*** INFORMATION SUPPLIED Section Begins ***

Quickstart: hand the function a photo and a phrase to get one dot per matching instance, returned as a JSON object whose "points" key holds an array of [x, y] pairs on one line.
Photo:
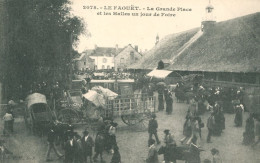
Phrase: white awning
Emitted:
{"points": [[159, 73]]}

*** INFORMATION SUPPLIED Section Ends ***

Set down all the lines above exactly as they appear, with no pictures.

**WORKED SOLUTION:**
Quickstart: hand the function a photo and a phrase to get one dot per matching instance, returned as a JSON object whose "points" key holds an array of [x, y] pairs on one line.
Photo:
Phrase: white awning
Emitted:
{"points": [[159, 73]]}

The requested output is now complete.